> _DIRECTION A_
Pick out each line of the listing that contains the string "leaf".

> _SELECTED EXTRACT_
+++
But be that as it may, to me its beneficial to be able to access a VM (fileset) via Truenas versus having a large blob only; so the benefits of iSCSI would have to be noteworthy (performance 10%+ or really improved handling of backups) to have me switch :slight_smile:
Maybe its more beneficial for paid customers who have access to the vmware Plugins (VAAI), but since that cannot be licensed on an individual basis I can’t use it.

VAAI support is free and included in CORE/SCALE - if you mean the vCenter plugin, yes that’s Enterprise-only, but that’s not necessary to get all the VAAI goodies going.

Does this work under SCALE with NFSv3 permissions/config? The stateful nature of NFSv4 might be resulting in more problems than it’s worth to get the pNFS benefits (which if you’re doing an AIO setup, shouldn’t be a factor)
+++
> _GIVEN DATA_

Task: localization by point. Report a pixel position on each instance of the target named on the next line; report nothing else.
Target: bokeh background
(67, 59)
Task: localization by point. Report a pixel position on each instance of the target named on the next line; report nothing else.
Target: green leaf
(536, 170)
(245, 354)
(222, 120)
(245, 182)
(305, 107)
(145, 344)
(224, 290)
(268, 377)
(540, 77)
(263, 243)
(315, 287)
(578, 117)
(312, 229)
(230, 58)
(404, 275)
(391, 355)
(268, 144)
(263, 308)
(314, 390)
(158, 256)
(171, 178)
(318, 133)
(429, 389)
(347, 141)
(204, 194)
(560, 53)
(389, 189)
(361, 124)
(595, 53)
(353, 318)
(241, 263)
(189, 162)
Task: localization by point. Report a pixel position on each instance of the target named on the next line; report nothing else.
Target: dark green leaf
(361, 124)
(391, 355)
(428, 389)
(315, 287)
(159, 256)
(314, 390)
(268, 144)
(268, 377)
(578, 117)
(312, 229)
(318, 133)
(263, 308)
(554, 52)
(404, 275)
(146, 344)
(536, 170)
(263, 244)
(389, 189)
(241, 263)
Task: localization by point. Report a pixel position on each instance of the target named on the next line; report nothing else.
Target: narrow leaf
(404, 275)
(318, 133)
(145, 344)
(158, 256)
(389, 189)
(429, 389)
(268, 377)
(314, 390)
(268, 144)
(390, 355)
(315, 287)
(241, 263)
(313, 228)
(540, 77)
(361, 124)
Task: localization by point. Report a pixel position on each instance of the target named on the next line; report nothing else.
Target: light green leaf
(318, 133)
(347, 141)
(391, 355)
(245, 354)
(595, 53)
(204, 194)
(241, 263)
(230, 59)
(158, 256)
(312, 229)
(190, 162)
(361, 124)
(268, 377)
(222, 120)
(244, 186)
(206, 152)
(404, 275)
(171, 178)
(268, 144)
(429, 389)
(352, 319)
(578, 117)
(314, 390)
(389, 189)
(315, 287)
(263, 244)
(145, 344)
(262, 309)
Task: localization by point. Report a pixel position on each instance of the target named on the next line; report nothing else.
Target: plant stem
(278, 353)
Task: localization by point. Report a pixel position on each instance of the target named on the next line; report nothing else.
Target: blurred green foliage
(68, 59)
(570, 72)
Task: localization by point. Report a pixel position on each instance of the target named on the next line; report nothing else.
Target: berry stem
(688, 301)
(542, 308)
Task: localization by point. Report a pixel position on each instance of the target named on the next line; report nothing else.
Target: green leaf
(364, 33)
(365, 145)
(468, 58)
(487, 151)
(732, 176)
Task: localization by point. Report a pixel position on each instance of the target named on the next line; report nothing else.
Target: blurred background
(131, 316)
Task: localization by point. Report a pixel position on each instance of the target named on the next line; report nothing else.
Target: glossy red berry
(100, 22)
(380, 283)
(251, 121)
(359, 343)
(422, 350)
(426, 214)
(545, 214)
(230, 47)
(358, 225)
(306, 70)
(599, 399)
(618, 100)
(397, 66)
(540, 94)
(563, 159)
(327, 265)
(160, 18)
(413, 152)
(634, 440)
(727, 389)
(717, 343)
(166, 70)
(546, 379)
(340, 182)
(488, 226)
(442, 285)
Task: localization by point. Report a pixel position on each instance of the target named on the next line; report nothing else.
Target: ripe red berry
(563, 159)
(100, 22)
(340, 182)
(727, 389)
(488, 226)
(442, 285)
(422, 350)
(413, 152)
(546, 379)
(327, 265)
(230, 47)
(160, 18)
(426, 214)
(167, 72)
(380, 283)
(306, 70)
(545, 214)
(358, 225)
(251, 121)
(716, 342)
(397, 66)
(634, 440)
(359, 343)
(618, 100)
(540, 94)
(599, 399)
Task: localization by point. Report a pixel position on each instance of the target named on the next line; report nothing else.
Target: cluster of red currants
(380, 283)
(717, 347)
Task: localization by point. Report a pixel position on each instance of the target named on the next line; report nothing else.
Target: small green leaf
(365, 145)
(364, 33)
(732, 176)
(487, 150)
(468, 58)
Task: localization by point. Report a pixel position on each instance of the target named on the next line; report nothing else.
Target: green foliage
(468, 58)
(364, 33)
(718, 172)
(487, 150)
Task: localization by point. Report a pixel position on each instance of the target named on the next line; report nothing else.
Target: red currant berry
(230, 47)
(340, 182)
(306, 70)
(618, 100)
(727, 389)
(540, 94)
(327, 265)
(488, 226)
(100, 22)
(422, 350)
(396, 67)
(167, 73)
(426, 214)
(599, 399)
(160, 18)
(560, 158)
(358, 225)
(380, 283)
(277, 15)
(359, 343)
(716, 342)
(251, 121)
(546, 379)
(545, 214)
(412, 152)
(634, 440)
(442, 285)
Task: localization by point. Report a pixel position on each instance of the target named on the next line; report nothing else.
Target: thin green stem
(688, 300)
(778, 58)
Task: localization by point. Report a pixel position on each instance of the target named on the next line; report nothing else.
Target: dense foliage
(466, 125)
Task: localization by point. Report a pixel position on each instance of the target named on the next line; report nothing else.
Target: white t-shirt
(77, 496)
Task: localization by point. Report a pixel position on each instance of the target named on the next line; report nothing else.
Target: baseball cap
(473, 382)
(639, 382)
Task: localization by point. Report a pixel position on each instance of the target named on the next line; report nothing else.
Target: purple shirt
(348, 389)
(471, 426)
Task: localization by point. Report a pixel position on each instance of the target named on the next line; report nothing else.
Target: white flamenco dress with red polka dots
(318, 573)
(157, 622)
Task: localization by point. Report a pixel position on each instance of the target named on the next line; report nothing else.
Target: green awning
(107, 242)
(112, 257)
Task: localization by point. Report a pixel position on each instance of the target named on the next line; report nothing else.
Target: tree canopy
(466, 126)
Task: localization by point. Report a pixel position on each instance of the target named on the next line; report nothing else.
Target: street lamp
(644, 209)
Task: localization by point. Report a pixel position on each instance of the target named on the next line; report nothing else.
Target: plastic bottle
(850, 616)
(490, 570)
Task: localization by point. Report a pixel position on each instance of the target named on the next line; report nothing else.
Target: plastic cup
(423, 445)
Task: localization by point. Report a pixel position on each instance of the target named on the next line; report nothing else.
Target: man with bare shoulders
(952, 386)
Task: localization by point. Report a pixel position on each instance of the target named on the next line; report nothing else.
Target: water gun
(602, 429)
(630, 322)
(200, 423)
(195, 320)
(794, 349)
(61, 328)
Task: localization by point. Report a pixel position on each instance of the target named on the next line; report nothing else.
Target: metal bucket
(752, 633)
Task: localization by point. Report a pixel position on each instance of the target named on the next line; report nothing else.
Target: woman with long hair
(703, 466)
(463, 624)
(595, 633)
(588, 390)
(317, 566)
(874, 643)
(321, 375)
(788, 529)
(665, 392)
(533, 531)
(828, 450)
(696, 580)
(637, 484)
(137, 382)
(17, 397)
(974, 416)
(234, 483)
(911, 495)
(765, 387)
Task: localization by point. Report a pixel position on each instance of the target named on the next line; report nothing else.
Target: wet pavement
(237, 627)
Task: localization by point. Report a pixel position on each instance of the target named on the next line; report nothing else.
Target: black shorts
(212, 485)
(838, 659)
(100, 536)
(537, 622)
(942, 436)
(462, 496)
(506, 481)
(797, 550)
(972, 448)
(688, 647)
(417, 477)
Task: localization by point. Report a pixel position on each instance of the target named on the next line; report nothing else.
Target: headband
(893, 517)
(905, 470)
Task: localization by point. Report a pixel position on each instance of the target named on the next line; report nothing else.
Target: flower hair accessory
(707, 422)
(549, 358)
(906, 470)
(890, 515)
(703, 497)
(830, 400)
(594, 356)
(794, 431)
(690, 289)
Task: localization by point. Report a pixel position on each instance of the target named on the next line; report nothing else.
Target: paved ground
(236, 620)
+++
> _DIRECTION B_
Rewrite the forum excerpt starting at "VAAI support is" and ending at "be a factor)", switching "pNFS" to "parallel NFS".

> _EXPECTED ANSWER A_
Target: green leaf
Target: dark green leaf
Target: narrow leaf
Target: light green leaf
Target: green leaf
Target: small green leaf

> _EXPECTED ANSWER B_
VAAI support is free and included in CORE/SCALE - if you mean the vCenter plugin, yes that’s Enterprise-only, but that’s not necessary to get all the VAAI goodies going.

Does this work under SCALE with NFSv3 permissions/config? The stateful nature of NFSv4 might be resulting in more problems than it’s worth to get the parallel NFS benefits (which if you’re doing an AIO setup, shouldn’t be a factor)